TASK STATEMENT:
Please state in a single number how many lines of the entries below include the word "white".

TASK DATA:
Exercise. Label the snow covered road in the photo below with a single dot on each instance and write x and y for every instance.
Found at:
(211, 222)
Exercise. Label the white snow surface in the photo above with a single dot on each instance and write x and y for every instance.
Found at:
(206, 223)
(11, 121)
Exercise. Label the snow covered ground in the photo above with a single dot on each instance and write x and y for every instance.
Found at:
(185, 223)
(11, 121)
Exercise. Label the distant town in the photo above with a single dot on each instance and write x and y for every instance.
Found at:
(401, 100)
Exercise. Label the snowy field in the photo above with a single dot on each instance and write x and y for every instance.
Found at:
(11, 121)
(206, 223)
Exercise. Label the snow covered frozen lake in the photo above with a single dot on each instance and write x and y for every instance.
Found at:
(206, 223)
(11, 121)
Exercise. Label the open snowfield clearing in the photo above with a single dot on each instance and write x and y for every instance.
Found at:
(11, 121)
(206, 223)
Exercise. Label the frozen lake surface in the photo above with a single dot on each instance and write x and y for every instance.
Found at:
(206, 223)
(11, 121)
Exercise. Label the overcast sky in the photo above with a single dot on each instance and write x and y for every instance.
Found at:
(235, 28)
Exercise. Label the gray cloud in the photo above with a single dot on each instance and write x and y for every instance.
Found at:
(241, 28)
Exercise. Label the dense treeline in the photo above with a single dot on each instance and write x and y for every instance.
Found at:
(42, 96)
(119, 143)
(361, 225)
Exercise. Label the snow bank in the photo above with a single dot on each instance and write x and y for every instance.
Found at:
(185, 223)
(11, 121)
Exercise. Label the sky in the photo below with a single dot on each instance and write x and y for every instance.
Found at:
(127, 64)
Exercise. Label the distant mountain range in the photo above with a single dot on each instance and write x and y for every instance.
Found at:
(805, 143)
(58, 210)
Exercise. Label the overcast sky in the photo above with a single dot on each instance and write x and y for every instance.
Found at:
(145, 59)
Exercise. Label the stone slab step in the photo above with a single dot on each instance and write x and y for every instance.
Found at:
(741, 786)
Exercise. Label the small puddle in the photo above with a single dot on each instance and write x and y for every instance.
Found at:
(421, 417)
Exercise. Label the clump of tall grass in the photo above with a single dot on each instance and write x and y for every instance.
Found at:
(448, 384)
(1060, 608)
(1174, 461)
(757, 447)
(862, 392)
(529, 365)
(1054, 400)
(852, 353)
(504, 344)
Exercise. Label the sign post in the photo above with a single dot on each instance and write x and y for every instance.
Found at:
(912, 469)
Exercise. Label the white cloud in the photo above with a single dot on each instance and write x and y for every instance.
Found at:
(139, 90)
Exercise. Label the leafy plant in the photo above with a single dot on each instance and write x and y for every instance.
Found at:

RESPONSE FOR THIS EXERCISE:
2